**WHAT IS BEING ASKED:**
Please rescale the stretch from "trace stone pedestal" through "357], [254, 336]]]" in the records below by reproducing those lines, requests included, with every coordinate in the answers multiplied by 0.3 and rounded to a whole number, halves going up. Leave the pictures out of your answer.

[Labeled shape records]

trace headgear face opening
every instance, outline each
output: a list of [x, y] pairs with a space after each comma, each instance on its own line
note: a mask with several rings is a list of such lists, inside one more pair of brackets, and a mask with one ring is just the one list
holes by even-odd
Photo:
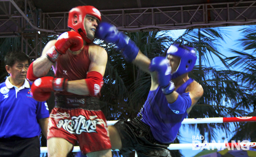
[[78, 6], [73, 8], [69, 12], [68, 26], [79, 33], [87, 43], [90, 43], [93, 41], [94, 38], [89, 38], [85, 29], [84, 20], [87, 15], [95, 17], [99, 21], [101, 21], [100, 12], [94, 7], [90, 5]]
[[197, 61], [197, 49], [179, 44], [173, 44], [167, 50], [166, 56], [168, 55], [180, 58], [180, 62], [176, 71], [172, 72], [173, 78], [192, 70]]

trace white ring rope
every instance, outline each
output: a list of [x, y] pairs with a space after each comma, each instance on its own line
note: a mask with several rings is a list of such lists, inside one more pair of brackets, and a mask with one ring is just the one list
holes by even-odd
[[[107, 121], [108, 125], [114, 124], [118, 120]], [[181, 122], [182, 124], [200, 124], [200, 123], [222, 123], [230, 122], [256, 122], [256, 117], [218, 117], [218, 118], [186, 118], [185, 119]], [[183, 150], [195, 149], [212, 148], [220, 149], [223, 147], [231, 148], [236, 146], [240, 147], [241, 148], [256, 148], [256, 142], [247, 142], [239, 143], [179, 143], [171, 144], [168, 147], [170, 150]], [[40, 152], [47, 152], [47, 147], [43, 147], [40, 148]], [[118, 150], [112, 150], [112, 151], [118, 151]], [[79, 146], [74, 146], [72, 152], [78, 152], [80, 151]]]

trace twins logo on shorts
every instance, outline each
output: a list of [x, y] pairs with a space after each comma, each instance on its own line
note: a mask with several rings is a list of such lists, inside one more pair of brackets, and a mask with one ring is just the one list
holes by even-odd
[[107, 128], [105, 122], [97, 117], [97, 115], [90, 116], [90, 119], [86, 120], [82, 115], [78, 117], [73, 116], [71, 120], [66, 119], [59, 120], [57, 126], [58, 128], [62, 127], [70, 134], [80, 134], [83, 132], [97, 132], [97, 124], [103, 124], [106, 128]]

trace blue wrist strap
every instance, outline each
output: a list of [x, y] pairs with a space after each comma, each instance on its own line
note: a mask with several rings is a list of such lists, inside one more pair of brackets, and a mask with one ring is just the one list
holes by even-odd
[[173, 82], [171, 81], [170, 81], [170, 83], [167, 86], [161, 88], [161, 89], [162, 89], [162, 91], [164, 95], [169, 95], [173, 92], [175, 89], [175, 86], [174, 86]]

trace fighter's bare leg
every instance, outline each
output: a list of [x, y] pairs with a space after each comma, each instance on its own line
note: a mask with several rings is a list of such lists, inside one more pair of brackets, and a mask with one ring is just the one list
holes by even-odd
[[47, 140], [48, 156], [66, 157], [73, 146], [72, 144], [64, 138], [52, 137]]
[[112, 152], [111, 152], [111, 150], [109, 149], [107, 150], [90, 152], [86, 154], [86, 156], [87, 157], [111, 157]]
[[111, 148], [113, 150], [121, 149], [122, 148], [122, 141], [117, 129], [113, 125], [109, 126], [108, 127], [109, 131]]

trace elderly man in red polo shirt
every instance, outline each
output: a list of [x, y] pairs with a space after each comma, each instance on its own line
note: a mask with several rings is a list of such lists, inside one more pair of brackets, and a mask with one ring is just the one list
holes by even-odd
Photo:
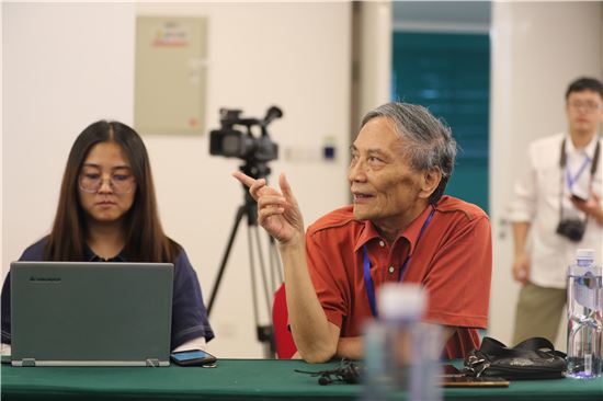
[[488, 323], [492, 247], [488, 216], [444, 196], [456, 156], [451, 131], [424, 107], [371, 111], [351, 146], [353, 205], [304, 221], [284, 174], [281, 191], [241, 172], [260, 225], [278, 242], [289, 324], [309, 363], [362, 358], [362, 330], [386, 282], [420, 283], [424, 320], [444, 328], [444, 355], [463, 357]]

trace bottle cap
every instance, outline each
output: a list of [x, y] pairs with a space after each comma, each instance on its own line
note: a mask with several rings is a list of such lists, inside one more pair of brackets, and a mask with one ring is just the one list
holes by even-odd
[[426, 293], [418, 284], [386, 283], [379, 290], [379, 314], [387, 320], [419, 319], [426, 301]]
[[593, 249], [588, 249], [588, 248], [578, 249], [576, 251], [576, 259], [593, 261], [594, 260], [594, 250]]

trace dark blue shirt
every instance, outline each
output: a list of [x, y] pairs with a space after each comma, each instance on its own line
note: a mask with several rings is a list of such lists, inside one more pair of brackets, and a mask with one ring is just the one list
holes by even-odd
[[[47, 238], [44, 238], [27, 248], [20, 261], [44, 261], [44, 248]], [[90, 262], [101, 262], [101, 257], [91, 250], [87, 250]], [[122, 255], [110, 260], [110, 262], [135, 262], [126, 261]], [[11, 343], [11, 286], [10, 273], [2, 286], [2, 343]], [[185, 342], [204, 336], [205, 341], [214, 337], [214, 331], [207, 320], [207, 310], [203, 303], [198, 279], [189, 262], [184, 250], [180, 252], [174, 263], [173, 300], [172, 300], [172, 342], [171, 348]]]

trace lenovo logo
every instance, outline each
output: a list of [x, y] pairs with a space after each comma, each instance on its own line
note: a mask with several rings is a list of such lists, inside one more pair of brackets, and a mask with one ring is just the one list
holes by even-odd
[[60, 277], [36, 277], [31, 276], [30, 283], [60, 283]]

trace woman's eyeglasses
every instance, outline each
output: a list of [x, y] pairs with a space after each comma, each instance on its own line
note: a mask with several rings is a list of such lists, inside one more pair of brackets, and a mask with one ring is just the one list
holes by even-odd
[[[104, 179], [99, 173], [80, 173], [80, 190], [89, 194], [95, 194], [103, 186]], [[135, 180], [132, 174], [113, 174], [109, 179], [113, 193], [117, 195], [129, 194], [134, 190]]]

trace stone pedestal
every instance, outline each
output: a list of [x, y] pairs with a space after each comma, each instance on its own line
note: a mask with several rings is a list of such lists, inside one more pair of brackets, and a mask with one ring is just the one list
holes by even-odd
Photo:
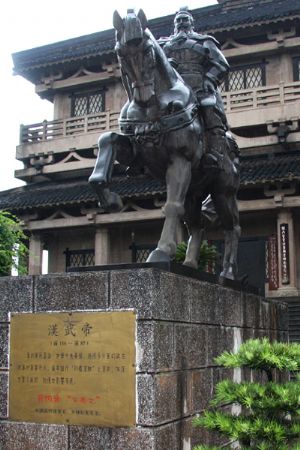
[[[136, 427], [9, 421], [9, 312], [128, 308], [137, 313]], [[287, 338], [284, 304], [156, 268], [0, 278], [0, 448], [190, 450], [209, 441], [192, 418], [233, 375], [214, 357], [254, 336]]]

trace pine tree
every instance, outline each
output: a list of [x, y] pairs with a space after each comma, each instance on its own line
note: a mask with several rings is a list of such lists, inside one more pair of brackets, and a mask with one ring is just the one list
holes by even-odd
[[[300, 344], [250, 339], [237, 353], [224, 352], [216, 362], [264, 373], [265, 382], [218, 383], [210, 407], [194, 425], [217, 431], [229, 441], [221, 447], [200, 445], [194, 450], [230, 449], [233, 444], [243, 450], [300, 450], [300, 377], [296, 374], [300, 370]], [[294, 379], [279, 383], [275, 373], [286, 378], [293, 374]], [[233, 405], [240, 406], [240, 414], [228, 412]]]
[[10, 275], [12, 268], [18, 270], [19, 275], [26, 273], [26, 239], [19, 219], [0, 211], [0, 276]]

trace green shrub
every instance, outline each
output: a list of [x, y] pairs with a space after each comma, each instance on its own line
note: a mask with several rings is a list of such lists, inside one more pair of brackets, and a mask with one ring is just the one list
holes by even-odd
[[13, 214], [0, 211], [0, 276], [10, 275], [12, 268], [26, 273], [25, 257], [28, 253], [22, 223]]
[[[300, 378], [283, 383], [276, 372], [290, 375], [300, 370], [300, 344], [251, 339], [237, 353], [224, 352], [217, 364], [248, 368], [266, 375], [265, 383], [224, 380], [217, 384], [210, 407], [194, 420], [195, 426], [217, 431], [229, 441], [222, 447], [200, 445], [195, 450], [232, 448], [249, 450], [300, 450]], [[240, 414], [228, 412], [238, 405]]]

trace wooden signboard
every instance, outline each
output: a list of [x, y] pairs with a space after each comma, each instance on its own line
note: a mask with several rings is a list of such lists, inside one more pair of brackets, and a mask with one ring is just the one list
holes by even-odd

**EXPECTED OUTPUT:**
trace stone pedestal
every instance, outline each
output: a list of [x, y] pairs with a space after each comma, each instance on its own line
note: a mask with several rings is a list of such lists, inside one more pair of brackets, and a mask with one ring is just the one list
holes by even-odd
Photo:
[[[41, 128], [3, 126], [3, 94], [38, 92], [41, 94]], [[86, 101], [85, 91], [47, 80], [0, 83], [0, 134], [57, 135], [63, 132], [58, 125], [70, 113], [64, 107], [76, 101]]]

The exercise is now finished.